● **What this task involves**
A complete, exact copy of the records below is the required result.

● **Supplied material**
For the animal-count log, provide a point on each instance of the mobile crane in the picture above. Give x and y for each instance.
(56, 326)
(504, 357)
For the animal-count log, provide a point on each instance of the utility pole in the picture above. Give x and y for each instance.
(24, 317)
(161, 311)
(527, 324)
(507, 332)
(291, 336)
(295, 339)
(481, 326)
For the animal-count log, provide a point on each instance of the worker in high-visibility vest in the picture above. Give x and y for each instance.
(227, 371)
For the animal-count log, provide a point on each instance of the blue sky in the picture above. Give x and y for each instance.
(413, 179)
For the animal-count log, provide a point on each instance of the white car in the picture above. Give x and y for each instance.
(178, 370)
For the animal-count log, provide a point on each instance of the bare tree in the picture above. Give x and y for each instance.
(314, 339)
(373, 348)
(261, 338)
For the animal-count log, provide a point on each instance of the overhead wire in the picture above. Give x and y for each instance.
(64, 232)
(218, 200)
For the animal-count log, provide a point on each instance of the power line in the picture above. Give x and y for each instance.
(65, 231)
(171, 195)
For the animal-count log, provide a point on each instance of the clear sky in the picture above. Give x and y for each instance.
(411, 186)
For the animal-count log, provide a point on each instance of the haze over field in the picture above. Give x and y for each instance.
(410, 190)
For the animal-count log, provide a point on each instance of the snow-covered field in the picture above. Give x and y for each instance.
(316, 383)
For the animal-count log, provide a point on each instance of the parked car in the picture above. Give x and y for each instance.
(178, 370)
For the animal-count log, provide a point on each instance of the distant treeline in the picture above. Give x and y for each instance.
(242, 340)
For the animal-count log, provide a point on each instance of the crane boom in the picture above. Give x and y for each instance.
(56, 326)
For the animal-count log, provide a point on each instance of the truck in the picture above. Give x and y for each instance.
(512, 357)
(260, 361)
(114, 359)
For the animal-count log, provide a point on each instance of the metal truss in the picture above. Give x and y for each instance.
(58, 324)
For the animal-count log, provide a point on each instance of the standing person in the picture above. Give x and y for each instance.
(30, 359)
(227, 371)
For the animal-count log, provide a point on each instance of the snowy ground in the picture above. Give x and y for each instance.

● **Expected answer**
For the animal-count log, provide a point on each instance of the mobile crane in the picture above. Give x and y for each instance.
(56, 326)
(504, 357)
For the animal-count log, provide a point on each instance of the utility pole in the picture above. Give x and y for each instance.
(24, 317)
(161, 311)
(527, 324)
(507, 332)
(291, 336)
(295, 339)
(481, 326)
For the animal-count log, provide a point on each instance of the worker in high-visibility vest in the picture above. Give x and y for each instance.
(227, 371)
For the animal-count log, provide a point on each instance of the blue sky in the picture above. Give x and y for each instance.
(413, 179)
For the animal-count log, provide a point on each instance of the white car in the picture above. Give x and y for each instance.
(178, 370)
For the animal-count log, provide a point on each instance of the bare tree in the picture above. Give x and y for each instance.
(314, 339)
(373, 348)
(261, 338)
For the animal-count log, provide a point on each instance of the overhead wire in the picture above. Give x and y for each instance.
(64, 232)
(218, 200)
For the animal-count log, provide a point on each instance of the power line in the picture above. Give x and y for each instance.
(65, 231)
(171, 195)
For the animal-count log, provide a point on each instance of the clear sky in the picture above. Give x and y for each instance.
(411, 186)
For the animal-count log, provide a point on each instance of the haze over field in the picture above. Give x and y for each instance.
(410, 190)
For the animal-count log, provide a point on each instance of the snow-covered field in the picture above. Give x and y for each instance.
(316, 383)
For the animal-count log, provide a point on each instance of the parked car in the picture above. Give x and y for each instance.
(178, 370)
For the animal-count log, provide a point on each instance of the distant treeline in the picture above. Give x and y for each instance.
(242, 340)
For the animal-count log, provide a point on each instance of the crane boom in the picture above. Give x and y for each instance.
(56, 326)
For the animal-count log, provide a point on each instance of the truck in the picture above. Give x and y for each instance.
(512, 357)
(260, 361)
(114, 359)
For the animal-count log, provide a point on each instance of the metal truss in the picture above. Give x and y for each instance.
(58, 324)
For the animal-count log, provide a point on each instance of the standing person in the picture above. Give x and y for each instance.
(30, 359)
(227, 371)
For the animal-count log, provide a point on each instance of the snowy ground in the picture above. Give x and y for each instance.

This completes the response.